Point localization data:
=== Begin Enclosure ===

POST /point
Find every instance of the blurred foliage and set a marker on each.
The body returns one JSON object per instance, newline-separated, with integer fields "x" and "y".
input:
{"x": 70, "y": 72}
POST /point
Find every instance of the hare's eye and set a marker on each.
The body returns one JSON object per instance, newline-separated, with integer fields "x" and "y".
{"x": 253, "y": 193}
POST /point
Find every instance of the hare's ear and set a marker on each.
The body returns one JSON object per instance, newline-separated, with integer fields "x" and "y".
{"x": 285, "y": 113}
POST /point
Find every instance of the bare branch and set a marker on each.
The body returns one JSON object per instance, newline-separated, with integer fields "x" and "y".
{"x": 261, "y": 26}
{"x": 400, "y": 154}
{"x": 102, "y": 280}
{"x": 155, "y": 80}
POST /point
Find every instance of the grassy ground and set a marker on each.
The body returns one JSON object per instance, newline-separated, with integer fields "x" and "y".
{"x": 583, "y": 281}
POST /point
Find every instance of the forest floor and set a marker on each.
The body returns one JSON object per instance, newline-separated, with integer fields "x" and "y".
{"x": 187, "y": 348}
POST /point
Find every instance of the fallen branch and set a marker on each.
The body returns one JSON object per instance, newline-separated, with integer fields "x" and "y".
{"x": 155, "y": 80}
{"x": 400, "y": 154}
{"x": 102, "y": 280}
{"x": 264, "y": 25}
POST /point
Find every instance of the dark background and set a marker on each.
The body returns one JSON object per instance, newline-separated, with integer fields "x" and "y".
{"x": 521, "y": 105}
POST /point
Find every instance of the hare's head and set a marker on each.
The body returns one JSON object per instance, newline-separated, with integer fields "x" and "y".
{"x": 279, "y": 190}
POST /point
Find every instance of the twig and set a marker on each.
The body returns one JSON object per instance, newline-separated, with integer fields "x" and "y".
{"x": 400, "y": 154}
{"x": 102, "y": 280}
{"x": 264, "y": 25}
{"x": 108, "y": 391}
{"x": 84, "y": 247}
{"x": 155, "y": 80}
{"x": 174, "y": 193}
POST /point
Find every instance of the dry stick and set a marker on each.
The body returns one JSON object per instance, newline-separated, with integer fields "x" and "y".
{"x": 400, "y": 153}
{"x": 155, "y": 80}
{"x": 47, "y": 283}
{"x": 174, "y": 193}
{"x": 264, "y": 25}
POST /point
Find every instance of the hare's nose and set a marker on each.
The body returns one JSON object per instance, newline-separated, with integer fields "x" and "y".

=== End Enclosure ===

[Exercise brief] Each line above needs to be output again, exactly as shown.

[Answer area]
POST /point
Find every instance of the blurred foliage and set a marker on each.
The body returns one JSON object per instance, newline-separated, with integer fields "x" and "y".
input:
{"x": 70, "y": 72}
POST /point
Find every instance of the hare's eye and set a marker on each.
The body returns one JSON object per instance, newline-separated, with integer fields "x" and "y".
{"x": 253, "y": 193}
POST /point
Find every instance of the hare's ear and set a marker on each.
The body returns one JSON object per instance, newline-separated, with integer fields "x" and "y".
{"x": 285, "y": 113}
POST /point
Find every instance of the bare branch and set a marker on each.
The body returns one JSON object per instance, newline-separated, with integer fields "x" and "y".
{"x": 261, "y": 26}
{"x": 400, "y": 154}
{"x": 102, "y": 280}
{"x": 155, "y": 80}
POST /point
Find every instance of the grassy ground and set a marker on each.
The body returns one JSON object per instance, newline-separated, with integer fields "x" and "y".
{"x": 583, "y": 281}
POST /point
Find every instance of the forest floor and set a marker on each.
The body returns one JSON object per instance, newline-separated, with integer fields "x" and "y".
{"x": 187, "y": 348}
POST /point
Find every instance of the fallen branch and set a marker on each.
The body returns one JSON object per instance, newline-separated, with integer fields "x" and "y".
{"x": 155, "y": 80}
{"x": 400, "y": 154}
{"x": 102, "y": 280}
{"x": 264, "y": 25}
POST /point
Find every instance of the dark background and set a marker on each.
The body returns one JSON object per instance, newline-separated, with integer fields "x" and "y".
{"x": 521, "y": 105}
POST /point
Find every instance of the hare's head and set a marker on each.
The body returns one JSON object per instance, newline-separated, with integer fields "x" and "y".
{"x": 279, "y": 190}
POST /point
Find every instance of the twig and set a marker on each.
The body returns one JSON object per instance, newline-separated, with integer fields "x" and "y".
{"x": 400, "y": 154}
{"x": 102, "y": 280}
{"x": 264, "y": 25}
{"x": 108, "y": 391}
{"x": 84, "y": 247}
{"x": 155, "y": 80}
{"x": 174, "y": 193}
POST /point
Find every instance of the dry stick and set a marker on each.
The body returns one JSON object per instance, newline-separated, with integer fields "x" and "y".
{"x": 400, "y": 153}
{"x": 155, "y": 80}
{"x": 47, "y": 283}
{"x": 174, "y": 193}
{"x": 264, "y": 25}
POST /point
Find every instance of the hare's nose and set a marker on each.
The body returns one JSON object per instance, newline-separated, with integer fields "x" and "y".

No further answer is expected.